#### GIVEN REQUEST:
Please output the entries below from the line that contains "[trace] spider's large eye" through the final line, reproduced exactly and alone.

** Begin SUPPLIED ENTRIES **

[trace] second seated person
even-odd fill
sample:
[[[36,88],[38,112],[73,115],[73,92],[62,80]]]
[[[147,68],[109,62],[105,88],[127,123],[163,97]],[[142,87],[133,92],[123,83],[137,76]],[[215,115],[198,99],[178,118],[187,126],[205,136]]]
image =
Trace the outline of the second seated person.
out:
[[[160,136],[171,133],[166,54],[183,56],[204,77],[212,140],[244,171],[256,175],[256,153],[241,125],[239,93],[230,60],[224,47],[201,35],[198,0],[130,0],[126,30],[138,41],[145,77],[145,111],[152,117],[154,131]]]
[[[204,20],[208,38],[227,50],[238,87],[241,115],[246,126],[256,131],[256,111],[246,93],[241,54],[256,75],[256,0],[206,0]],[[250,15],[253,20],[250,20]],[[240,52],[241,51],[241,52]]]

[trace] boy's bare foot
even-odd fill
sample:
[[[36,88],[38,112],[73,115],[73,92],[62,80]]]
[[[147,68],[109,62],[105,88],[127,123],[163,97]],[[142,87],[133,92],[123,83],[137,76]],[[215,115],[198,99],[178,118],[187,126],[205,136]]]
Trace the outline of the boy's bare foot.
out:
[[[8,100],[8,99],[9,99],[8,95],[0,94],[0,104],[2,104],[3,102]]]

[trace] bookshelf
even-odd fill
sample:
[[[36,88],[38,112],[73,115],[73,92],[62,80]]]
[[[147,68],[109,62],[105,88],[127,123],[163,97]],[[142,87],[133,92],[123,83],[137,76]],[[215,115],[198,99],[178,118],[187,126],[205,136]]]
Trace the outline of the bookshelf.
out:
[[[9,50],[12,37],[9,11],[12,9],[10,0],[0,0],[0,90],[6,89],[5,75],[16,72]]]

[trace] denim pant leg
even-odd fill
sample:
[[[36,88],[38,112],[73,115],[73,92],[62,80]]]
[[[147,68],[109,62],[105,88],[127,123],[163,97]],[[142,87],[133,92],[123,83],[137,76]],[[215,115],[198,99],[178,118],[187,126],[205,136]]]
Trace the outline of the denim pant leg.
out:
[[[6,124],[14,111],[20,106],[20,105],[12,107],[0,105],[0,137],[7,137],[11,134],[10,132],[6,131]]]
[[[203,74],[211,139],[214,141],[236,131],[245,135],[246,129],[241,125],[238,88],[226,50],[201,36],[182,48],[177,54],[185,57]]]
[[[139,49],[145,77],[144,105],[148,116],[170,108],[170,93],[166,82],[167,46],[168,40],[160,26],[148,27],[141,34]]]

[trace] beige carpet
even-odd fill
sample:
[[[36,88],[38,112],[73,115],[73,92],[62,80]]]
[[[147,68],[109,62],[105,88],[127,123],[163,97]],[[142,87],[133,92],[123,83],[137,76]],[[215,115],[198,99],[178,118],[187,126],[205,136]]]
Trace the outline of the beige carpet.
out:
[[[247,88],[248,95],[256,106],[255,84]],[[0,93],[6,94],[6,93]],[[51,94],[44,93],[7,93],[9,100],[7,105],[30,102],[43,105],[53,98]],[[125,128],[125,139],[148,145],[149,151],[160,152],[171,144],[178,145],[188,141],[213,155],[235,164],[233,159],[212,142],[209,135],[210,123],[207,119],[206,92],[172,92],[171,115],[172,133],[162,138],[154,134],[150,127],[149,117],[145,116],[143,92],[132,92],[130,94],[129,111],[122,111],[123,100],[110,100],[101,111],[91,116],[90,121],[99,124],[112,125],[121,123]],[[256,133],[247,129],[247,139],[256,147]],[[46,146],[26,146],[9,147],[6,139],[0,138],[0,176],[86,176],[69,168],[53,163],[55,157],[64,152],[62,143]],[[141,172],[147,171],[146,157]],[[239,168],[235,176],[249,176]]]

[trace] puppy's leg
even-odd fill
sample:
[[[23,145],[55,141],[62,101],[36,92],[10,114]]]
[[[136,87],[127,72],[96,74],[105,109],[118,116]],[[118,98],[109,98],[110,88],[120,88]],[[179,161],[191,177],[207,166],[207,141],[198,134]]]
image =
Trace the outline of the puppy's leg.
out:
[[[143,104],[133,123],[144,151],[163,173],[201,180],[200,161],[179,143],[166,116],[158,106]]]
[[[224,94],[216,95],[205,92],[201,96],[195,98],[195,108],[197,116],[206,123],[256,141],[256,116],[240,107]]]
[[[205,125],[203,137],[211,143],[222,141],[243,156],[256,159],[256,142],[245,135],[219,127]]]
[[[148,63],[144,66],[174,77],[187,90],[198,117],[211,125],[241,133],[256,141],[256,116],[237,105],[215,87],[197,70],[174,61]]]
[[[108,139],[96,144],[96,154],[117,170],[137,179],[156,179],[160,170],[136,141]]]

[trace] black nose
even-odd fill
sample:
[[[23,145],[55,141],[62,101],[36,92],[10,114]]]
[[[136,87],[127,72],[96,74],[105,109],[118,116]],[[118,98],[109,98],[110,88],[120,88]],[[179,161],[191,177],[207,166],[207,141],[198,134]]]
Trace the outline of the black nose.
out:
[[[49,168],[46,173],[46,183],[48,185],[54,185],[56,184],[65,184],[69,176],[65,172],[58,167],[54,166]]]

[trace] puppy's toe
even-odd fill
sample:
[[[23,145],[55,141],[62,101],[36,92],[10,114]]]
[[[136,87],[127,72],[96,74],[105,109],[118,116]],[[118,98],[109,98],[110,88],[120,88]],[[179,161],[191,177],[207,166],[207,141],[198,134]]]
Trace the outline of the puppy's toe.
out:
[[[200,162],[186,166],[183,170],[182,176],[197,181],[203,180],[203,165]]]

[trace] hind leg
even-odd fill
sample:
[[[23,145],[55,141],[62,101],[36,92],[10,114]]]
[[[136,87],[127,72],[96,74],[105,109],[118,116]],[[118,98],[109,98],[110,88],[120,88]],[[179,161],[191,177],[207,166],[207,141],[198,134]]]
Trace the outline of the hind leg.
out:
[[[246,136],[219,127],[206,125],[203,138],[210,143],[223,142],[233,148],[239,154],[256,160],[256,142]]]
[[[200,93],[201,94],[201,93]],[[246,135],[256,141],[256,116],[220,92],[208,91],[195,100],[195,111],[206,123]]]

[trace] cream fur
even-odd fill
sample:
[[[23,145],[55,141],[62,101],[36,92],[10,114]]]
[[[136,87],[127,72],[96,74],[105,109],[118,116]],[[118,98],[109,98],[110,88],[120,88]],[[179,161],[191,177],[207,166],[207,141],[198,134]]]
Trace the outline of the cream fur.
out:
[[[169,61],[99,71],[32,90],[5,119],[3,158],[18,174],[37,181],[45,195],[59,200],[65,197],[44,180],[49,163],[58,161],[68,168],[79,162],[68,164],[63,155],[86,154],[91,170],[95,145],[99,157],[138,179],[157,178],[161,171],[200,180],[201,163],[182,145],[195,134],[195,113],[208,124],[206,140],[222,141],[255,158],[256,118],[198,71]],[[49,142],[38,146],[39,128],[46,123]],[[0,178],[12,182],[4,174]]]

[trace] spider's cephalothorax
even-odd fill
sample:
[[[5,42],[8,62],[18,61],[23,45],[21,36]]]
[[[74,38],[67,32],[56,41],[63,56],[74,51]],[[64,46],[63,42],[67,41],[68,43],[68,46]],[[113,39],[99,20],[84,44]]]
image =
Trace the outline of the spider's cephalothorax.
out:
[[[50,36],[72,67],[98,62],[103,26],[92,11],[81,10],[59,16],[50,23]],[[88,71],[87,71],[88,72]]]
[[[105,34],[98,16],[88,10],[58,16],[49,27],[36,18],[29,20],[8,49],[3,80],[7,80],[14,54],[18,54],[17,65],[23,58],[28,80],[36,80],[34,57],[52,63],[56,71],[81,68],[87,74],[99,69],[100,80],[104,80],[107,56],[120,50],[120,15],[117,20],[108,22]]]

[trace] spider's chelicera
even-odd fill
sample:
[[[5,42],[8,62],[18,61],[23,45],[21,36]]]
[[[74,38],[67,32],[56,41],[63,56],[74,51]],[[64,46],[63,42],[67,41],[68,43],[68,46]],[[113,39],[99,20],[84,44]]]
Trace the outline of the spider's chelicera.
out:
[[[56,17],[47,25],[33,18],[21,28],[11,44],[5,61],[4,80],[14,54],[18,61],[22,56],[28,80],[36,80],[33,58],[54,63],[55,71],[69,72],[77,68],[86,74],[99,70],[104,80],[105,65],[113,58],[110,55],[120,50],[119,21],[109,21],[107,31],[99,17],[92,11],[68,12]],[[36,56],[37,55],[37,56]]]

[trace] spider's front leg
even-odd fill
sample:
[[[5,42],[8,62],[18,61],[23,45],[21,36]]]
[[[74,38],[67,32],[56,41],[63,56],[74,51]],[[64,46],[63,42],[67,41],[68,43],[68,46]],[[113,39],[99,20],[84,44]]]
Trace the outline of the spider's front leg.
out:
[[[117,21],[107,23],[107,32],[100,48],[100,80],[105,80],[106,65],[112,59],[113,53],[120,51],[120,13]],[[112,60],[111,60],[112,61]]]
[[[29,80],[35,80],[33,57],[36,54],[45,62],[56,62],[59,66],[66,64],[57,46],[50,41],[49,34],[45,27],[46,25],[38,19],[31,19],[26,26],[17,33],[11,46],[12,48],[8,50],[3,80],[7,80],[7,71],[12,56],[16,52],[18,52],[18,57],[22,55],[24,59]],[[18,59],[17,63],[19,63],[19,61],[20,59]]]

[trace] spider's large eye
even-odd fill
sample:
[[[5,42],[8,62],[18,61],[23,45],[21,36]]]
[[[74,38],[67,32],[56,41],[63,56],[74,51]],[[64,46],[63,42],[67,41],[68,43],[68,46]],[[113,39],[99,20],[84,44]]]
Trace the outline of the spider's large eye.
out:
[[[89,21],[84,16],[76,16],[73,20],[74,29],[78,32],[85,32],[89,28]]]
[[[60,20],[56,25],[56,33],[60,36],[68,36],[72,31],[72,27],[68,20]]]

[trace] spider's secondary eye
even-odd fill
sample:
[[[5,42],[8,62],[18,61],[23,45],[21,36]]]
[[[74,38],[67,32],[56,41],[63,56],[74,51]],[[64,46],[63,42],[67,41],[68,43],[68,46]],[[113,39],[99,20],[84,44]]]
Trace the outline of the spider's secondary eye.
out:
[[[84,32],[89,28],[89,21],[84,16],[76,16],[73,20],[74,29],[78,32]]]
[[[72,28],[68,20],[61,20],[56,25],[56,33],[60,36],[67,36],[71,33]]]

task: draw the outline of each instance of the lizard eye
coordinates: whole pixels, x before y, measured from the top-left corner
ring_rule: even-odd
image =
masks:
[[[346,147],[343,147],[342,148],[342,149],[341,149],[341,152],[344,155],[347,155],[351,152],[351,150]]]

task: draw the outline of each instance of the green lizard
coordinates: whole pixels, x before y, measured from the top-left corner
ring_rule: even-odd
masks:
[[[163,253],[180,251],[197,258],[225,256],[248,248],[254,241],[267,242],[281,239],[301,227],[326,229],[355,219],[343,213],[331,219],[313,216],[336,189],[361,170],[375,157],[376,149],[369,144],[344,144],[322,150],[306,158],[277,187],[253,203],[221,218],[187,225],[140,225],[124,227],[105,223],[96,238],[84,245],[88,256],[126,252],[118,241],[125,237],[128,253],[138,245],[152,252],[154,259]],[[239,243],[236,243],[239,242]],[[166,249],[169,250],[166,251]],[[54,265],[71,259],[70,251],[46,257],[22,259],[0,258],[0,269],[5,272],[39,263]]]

** End SUPPLIED ENTRIES **

#### OUTPUT:
[trace] spider's large eye
even-odd fill
sample:
[[[5,42],[8,62],[18,61],[23,45],[21,36]]]
[[[74,38],[67,32],[56,41],[63,56],[74,51]],[[64,46],[63,42],[67,41],[68,43],[68,46]],[[113,39],[99,20],[84,44]]]
Trace the outline of the spider's large eye.
out:
[[[89,21],[84,16],[76,16],[73,20],[74,29],[78,32],[85,32],[89,28]]]
[[[60,20],[56,25],[56,33],[60,36],[68,36],[72,31],[72,27],[68,20]]]

[trace] spider's secondary eye
even-odd fill
sample:
[[[5,42],[8,62],[18,61],[23,45],[21,36]]]
[[[74,38],[67,32],[56,41],[63,56],[74,51]],[[64,46],[63,42],[67,41],[68,43],[68,46]],[[113,39],[99,20],[84,44]]]
Trace the outline of the spider's secondary eye.
out:
[[[84,32],[89,28],[89,21],[84,16],[76,16],[73,20],[74,29],[78,32]]]
[[[72,28],[68,20],[61,20],[56,25],[56,33],[60,36],[67,36],[71,33]]]

task: draw the outline of each instance of the lizard eye
coordinates: whole pixels, x before y, measured from the top-left corner
ring_rule: even-odd
image =
masks:
[[[346,147],[343,147],[342,148],[342,149],[341,149],[341,152],[344,155],[347,155],[351,152],[351,150]]]

task: draw the outline of each instance of the green lizard
coordinates: whole pixels, x before y, measured from the top-left corner
ring_rule: even-odd
masks:
[[[163,253],[180,251],[197,258],[225,256],[248,248],[254,241],[267,242],[281,239],[301,227],[326,229],[355,219],[343,213],[331,219],[313,216],[336,189],[361,170],[375,157],[376,149],[369,144],[344,144],[322,150],[306,158],[277,187],[253,203],[221,218],[187,225],[140,225],[124,227],[105,223],[96,238],[84,245],[88,256],[126,252],[118,241],[125,237],[128,253],[138,245],[152,252],[154,259]],[[239,243],[236,243],[239,242]],[[166,249],[169,250],[166,251]],[[54,265],[71,259],[70,251],[46,257],[22,259],[0,258],[0,269],[5,272],[39,263]]]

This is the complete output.